Task objective:
For the entries below, report every line that includes the word "white".

══════════════════════════════

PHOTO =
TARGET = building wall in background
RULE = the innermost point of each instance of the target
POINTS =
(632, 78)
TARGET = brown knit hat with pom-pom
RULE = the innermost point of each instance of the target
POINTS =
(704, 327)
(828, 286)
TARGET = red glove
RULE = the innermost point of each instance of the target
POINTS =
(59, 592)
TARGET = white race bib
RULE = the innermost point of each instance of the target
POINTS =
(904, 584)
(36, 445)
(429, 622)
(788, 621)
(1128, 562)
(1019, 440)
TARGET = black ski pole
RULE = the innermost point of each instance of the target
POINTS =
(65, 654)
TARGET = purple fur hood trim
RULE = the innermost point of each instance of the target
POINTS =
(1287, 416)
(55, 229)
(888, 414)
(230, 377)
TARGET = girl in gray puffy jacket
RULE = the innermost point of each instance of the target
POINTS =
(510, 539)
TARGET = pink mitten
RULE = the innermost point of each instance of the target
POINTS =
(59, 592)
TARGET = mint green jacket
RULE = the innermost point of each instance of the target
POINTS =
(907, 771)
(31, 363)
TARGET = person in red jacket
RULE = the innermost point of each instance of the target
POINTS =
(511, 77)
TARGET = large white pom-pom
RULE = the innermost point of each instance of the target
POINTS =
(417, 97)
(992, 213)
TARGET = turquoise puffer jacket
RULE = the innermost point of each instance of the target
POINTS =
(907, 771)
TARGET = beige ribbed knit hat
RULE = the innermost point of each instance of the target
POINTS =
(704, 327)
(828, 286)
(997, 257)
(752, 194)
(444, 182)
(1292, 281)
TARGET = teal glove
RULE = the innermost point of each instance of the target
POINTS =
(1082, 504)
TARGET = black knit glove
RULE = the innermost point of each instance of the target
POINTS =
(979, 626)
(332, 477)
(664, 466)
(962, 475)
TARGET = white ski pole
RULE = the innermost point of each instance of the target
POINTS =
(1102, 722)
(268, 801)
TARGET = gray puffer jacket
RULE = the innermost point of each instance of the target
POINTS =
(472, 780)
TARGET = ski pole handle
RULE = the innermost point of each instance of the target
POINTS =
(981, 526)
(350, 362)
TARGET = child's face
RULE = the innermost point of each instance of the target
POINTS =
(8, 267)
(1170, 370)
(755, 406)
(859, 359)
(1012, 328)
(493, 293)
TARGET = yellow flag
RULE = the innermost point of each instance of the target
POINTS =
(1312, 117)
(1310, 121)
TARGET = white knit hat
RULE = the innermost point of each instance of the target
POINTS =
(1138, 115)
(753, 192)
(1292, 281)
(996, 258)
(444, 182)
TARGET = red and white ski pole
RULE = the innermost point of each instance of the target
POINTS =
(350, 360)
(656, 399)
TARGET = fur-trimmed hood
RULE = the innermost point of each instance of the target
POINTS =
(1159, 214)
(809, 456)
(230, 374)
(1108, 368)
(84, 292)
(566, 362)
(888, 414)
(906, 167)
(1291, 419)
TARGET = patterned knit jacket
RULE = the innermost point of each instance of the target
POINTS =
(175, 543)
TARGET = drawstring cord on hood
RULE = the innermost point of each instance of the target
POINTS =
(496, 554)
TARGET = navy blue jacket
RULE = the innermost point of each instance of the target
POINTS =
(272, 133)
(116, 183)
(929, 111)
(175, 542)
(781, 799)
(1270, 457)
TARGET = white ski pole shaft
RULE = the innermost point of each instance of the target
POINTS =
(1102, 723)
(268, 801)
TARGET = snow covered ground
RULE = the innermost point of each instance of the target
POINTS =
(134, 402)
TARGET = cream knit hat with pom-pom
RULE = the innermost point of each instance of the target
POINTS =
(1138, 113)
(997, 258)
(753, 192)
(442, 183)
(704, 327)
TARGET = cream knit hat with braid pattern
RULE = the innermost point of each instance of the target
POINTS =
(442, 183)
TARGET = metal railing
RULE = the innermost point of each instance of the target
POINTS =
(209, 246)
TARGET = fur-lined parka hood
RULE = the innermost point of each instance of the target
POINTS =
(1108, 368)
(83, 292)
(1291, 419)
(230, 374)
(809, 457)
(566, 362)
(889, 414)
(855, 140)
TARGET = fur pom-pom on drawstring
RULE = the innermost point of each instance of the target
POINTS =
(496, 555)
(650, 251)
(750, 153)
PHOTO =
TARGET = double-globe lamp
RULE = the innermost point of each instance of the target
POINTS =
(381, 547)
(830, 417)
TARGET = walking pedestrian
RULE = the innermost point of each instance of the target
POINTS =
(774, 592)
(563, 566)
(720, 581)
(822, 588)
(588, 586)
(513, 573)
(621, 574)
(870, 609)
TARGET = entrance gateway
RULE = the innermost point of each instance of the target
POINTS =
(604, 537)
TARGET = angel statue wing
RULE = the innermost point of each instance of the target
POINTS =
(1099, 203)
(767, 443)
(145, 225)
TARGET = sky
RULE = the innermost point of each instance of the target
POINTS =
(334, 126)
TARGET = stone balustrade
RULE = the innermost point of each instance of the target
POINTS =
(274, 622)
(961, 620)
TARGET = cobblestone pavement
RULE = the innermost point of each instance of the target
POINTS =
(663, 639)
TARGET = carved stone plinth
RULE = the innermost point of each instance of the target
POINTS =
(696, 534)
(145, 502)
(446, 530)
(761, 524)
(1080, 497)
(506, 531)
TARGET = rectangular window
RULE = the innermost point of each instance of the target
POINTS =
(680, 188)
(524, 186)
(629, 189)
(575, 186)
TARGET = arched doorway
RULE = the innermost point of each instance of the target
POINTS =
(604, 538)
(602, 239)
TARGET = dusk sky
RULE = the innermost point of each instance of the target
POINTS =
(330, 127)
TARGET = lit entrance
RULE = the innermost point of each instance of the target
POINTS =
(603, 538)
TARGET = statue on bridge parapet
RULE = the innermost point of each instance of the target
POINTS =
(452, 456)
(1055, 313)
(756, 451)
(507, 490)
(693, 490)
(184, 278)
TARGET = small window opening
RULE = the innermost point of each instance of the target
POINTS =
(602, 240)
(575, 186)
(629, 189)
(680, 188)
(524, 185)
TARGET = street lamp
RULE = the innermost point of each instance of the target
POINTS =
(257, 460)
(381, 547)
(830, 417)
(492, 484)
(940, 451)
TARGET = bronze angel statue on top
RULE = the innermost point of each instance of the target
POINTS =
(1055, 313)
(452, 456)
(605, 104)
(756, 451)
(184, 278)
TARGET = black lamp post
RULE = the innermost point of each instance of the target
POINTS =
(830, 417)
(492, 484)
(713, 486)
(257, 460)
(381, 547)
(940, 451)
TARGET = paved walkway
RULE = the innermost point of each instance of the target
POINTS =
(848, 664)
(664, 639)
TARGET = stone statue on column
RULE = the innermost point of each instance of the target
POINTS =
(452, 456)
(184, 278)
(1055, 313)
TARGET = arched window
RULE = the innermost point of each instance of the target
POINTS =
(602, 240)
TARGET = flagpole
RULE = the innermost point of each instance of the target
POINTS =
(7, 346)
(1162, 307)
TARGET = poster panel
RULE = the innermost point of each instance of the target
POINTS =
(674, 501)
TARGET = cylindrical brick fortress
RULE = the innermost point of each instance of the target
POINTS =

══════════════════════════════

Exercise answer:
TARGET = white race bib
TARGET = large white pom-pom
TARGET = white ski pole
TARGET = white knit hat
TARGET = red and white ski pole
TARGET = white ski pole shaft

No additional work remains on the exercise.